Extend the passage on covert British special forces work in Afghanistan from the point where it stops.

Supplied text

================================

On behalf of America, British SF teams, including members of the Special Boat Squadron (Royal Marine Commandos, the U.K.’s SEALs) and deniable ex-SAS men working for a military company known as KMS were covertly training friendly mujahideen from 1979. In 1982, twenty potential leaders among these guerrillas, members of Ahmed Shah Masood’s Northern Alliance, were trained by the SAS at privately owned estates in Britain and Oman. One of the most successful British operators in this deniable campaign was Richard Adamson, an SBS instructor at the U.K.’s Commando Training Centre, posted to Iran in the early 1970s to set up a commando school for the Shah’s government. For this assignment he learned Farsi, then Pashto. When the Shah was overthrown 1979, Adamson escaped from Iran and was chosen by Prime Minister Thatcher to join an undercover team in Afghanistan training mujahideen to fire U.S. Stinger missiles. Working subsequently for a private military company, he was a hostage in Somalia, survived that, and returned to Kabul after the overthrow of the Taliban in 2001. He was murdered by gangsters in Kabul in 2007.

Limited by the doctrine of plausible deniability in the early eighties, the CIA increasingly turned to British Special Forces veterans. In London in 1982, two SAS veterans were invited to meet a team from the Agency, which wanted unattributable advice: a battle plan for an attack on a Soviet air base in Afghanistan. The Brits, one of whom was a long-serving sergeant-major named Ken Connor, studied reconnaissance photographs of 24 MiG-21 aircraft, parked in a line. They wrote a detailed plan of action itemizing untraceable plastic explosive, weight to carry, time to target, entry and exit methods, and force requirements. A month later, the CIA team contacted Connor again and showed him photographs of the same air strip. The MiGs were still there, but their backs had been broken as if a scimitar had sliced through them.
128

In July 1983, working on behalf of the Defense Intelligence Agency, a five-man British team infiltrated Afghanistan from Peshawar. Their controller was the British Secret Intelligence Service head of station on the Pakistan border. Unwisely, they carried electronic eavesdropping equipment supplied by the U.S. National Security Agency, NSA. They had been operating for three months when they were detected and hunted down. Radio Kabul identified them by their
noms-de-guerre
as Stuart Bodman, who was shot dead during the pursuit, Roderick Macginnis, Stephen Elwick, and three others known only as “Tim,” “Chris,” and “Phil.” Their fate remains unknown. The U.K. government denied all knowledge of the team, who carried false passports.

================================

Given records
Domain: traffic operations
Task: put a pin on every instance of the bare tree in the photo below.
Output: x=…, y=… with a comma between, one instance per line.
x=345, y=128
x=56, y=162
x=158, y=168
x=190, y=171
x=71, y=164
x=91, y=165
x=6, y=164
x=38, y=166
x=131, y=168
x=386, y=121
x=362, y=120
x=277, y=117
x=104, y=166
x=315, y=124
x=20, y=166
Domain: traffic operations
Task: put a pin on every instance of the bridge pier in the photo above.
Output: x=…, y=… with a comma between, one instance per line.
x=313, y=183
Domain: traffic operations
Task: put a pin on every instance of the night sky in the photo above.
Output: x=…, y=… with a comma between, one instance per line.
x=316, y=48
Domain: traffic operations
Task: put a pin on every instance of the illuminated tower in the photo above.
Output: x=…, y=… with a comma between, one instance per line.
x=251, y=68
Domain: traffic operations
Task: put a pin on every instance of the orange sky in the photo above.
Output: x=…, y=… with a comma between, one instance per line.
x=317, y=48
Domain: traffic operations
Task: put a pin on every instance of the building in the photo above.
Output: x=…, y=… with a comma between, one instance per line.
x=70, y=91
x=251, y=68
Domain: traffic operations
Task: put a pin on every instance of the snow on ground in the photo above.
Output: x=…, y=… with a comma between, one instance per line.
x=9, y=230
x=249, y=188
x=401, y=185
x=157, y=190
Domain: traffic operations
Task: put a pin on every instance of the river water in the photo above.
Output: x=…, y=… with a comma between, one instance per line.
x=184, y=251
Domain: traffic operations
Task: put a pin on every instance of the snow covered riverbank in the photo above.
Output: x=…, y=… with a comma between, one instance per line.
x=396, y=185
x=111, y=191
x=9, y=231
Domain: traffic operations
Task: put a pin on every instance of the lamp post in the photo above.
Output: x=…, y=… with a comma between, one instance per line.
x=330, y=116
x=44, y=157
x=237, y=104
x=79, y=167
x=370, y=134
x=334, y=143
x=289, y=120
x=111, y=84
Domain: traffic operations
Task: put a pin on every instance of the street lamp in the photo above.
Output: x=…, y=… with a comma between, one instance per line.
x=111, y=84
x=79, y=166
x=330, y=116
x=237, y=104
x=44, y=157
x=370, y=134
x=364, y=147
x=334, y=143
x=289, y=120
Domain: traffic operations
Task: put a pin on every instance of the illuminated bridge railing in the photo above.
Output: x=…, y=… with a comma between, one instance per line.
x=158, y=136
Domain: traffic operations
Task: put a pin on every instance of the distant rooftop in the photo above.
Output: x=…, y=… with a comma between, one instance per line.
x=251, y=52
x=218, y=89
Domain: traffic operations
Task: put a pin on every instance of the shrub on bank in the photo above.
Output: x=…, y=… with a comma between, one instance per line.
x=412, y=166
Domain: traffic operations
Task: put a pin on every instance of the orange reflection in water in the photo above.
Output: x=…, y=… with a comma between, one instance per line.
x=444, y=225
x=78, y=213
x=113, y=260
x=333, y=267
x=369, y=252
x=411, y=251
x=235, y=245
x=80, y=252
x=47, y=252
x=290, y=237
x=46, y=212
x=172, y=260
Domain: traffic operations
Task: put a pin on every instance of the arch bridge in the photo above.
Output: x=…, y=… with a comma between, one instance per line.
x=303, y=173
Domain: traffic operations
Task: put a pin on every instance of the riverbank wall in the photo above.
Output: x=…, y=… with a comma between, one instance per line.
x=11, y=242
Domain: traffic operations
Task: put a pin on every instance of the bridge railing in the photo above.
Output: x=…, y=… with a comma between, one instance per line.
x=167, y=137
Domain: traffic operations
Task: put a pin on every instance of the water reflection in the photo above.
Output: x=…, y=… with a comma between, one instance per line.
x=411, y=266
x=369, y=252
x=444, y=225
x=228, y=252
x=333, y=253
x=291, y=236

================================

Exercise output
From the mid-eighties, U.S. Green Beret soldiers were cleared to enter Afghanistan. They spent seven months there on a CIA-led mission. Following 9/11 and Bush’s declaration to use all necessary means, CIA paramilitary operators entered Afghanistan on 26 September 2001 ahead of the Army’s Special Operations Forces teams. They included Gary C. Schroen, the CIA’s most experienced Afghanistan hand. During the anti-Soviet campaign, he had gone alone into the country, carrying bags full of dollars to encourage resistance leaders and warlords to participate in the West’s version of jihad. They included Ahmed Shah Masood. Two days before 9/11, Masood was assassinated by agents of Osama bin Laden. Schroen had known Masood well. The CIA veteran was now expected to establish working relations, neglected after the Soviet withdrawal in February 1989, with Masood’s successors.

Aged 59, deferring his retirement, Schroen was accompanied by seven other CIA veterans including, according to some sources, the redoubtable Billy Waugh, a soldier from 1948 until 1972 and member of the Agency’s Special Activities Division from 1962. In September 2001, Waugh was aged 71 and still battle-fit. The team’s orders included the instruction: “Your job is to capture bin Laden, kill him and bring his head back in a box full of dry ice.”
129
For some of them, it was their most dangerous assignment. They updated their wills before they set off.